++++ Estratto della pagina ++++

Miei cari amici e, perché no, miei cari nemici forlivesi, per fortuna pochi e ancora insufficienti per una mia adesione al celebre motto “Molti nemici molto onore”, insomma, miei cari concittadini voglio condividere una conclusione, balzata, stamani, tra i miei pensieri mentre, ai piedi del monumento a Gioacchino Belli in Trastevere a Roma, ero in attesa dell’8, il tram da Casaletto a Largo Argentina. La vista del simulacro del celebre poeta romano e la memoria di taluni dei suoi irriverenti Sonetti romaneschi hanno sferzato la mia vena ironica perché, ormai l’avrete capito, sto bene quando avverto puntute la lingua e la penna, dunque mi sento mordace, pure dotato di rapaci artigli e, all’occorrenza, corrosivo al vetriolo contro taluni, insopportabili difetti, vizi umani.
Adoro pensar male, quando ve n’è il fondato motivo, perché giustamente discepolo della saggezza andreottiana come “a pensar male si fa peccato, ma spesso ci si azzecca” e, stamani, ai piedi del ruvido, sarcastico Belli ho pensato male di certi uomini, anzi uomini di mezza dimensione, reperibili ovunque, Forlì compresa. La cronaca politica forlivese degli ultimi giorni dopo risultati elettorali regionali davvero indigesti a chi, riottoso a prendere atto di un nuovo, umiliante niet dell’elettore nei suoi confronti, mi ha persuaso del fatto che a Forlì, come dappertutto, proprio nella politica emerga spesso una duplice, stretta somiglianza tra gli uomini e i bicchieri. Mi spiego.
A Forlì e altrove ci sono perlopiù uomini interi, tutti d’un pezzo, soprattutto di solide basi, chiamiamole pure palle, insomma uomini simili a bicchieri trasparenti, di resistente vetro infrangibile, soprattutto di capiente riempimento. In questo caso, agli uni e agli altri può giustamente applicarsi la possibilità del bicchiere solo mezzo pieno poiché la mezza capacità assicura, comunque, sia un consistente contenuto di idee, pregi agli uomini di fattura a tutto tondo sia un soddisfacente riempimento dei bicchieri con buon vino rubino, meditativo dal lieve sentore di viola. Poi, sempre a Forlì e altrove, esistono, purtroppo, pure uomini, già per loro natura di mezza tacca tra le loro mezze teste e mezze code da lombardi pirla o mona veneti, da romagnoli pataca o bischeri toscani, magari da romani fregnoni od ominicchi siculi, insomma uomini di mezza creazione malriuscita, simili a bicchierucci opachi e fragili, appena un sorsino da mandare giù alla svelta: in quest’ultimo caso, la possibilità del bicchiere solo mezzo pieno risulta vana perché pari soltanto alla povera metà della metà dell’uomo tutto d’un pezzo o del bicchiere di giusta capacità per la sete altrui.

++++

### Scopo dell'esercizio
Rispondi a queste domande sul testo degli uomini e dei bicchieri, numerando le risposte allo stesso modo.
1. Quale tram attendeva chi scrive, e su quale tragitto?
2. A quali bicchieri vengono paragonati gli uomini interi, tutti d'un pezzo?
3. Con quale vino si riempiono i bicchieri di giusta capacità?

++++ Dati estratti ++++

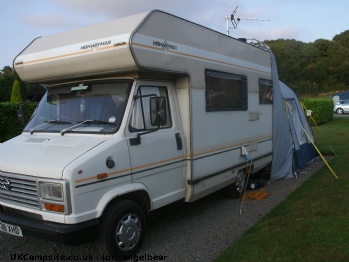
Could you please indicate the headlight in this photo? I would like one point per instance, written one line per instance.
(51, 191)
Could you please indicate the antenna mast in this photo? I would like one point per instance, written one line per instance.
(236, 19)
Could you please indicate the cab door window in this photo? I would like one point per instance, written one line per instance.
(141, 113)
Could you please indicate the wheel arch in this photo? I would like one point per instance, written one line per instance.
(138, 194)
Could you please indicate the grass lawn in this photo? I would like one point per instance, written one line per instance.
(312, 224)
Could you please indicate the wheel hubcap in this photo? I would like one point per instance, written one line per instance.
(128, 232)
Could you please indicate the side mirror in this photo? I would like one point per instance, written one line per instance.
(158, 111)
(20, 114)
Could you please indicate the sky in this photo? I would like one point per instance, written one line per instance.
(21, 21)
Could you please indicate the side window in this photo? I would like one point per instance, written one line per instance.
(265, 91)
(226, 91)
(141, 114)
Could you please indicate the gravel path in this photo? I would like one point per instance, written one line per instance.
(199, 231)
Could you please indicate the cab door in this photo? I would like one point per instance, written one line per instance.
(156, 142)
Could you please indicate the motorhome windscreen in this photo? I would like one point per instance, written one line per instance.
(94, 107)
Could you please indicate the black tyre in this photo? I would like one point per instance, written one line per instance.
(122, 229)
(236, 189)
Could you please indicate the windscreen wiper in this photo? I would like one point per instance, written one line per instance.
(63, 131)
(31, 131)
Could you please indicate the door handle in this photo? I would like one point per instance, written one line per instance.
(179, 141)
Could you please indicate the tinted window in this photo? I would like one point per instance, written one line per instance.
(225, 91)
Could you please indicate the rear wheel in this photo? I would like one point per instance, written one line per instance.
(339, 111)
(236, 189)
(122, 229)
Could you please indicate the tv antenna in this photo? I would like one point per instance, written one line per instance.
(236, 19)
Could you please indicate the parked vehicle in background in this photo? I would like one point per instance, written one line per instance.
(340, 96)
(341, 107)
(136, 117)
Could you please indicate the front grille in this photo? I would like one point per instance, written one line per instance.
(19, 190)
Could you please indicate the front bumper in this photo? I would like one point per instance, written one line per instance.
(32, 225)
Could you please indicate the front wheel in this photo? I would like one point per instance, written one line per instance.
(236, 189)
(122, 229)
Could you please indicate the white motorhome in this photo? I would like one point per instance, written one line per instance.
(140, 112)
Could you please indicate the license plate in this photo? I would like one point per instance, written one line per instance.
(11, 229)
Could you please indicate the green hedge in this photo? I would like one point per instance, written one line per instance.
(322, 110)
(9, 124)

++++
++++ Dati estratti ++++

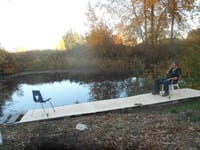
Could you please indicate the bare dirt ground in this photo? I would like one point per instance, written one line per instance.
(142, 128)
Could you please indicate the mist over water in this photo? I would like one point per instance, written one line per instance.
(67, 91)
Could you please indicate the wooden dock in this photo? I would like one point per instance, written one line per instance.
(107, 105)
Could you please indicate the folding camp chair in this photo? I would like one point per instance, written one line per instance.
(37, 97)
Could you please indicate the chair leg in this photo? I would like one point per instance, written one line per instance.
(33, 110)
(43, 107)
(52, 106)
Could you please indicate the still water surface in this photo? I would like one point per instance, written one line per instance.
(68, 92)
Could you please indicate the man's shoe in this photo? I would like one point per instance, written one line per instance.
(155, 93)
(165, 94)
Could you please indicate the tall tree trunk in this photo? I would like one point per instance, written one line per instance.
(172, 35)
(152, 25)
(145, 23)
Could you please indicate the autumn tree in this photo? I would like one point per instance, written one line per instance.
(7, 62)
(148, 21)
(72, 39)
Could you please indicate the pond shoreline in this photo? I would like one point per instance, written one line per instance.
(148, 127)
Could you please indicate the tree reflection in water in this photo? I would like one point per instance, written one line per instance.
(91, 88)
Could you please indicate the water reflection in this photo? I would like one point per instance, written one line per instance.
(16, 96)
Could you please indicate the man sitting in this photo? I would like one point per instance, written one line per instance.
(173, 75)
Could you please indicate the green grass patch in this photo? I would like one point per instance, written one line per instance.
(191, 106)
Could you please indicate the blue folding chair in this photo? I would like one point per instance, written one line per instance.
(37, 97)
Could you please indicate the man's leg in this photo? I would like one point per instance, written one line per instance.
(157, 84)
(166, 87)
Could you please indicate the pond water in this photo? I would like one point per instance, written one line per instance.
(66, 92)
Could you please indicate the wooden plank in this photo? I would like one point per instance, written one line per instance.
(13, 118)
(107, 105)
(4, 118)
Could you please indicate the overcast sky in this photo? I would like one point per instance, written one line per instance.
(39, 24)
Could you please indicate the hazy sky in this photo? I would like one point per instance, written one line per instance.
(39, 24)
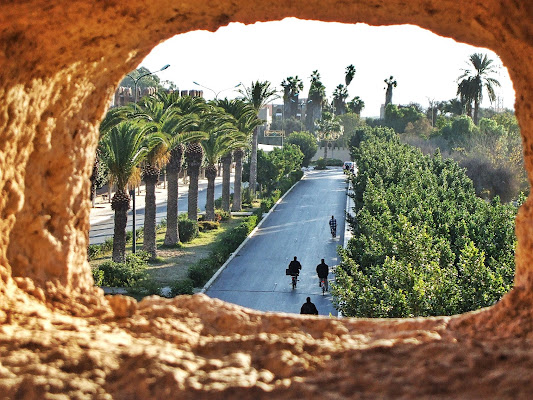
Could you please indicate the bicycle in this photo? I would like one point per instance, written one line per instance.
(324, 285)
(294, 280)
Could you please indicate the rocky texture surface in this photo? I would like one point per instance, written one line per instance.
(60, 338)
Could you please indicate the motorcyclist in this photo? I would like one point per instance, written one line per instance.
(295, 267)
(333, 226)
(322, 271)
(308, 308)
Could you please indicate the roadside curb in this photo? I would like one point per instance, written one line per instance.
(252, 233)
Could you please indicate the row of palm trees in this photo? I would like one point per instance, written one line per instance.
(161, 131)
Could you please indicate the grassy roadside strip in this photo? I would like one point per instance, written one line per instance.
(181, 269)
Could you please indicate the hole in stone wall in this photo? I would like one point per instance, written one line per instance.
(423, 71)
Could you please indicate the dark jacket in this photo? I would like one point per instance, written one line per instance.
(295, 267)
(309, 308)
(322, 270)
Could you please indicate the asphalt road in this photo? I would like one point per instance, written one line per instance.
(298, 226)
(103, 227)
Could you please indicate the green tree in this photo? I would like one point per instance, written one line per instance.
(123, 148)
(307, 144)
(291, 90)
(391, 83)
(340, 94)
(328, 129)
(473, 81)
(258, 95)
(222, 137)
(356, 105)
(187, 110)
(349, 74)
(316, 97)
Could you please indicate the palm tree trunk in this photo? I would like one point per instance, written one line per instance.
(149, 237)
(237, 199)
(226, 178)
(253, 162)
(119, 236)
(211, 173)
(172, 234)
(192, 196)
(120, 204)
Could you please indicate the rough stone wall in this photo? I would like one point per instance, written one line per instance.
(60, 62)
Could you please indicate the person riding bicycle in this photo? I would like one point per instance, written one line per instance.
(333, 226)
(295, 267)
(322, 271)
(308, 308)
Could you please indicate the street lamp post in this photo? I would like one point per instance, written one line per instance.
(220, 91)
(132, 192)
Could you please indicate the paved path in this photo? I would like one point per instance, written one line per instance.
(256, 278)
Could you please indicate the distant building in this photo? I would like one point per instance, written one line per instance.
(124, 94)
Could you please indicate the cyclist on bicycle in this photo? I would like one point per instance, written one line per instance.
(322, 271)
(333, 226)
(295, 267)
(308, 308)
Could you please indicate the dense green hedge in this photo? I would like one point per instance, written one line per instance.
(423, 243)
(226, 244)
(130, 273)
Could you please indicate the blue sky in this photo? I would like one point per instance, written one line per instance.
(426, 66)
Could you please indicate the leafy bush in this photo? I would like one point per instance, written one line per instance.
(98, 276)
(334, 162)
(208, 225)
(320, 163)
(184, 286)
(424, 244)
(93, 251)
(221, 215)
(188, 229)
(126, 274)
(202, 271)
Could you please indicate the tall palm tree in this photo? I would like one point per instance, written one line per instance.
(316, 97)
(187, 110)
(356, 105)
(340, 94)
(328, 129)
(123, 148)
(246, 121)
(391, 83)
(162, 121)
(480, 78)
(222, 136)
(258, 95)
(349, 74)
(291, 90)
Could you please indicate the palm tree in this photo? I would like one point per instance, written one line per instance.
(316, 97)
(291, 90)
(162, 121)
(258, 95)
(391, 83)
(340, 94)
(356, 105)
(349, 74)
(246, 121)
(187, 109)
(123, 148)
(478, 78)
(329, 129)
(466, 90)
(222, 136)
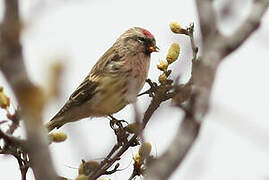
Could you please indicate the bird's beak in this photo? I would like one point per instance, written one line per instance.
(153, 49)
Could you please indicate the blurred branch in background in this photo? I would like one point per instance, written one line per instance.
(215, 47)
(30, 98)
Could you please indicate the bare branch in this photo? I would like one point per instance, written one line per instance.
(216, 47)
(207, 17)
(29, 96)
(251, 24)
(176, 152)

++++

### La risposta
1. Il tram 8, da Casaletto a Largo Argentina.
2. A bicchieri trasparenti, di resistente vetro infrangibile e di capiente riempimento.
3. Con buon vino rubino, meditativo dal lieve sentore di viola.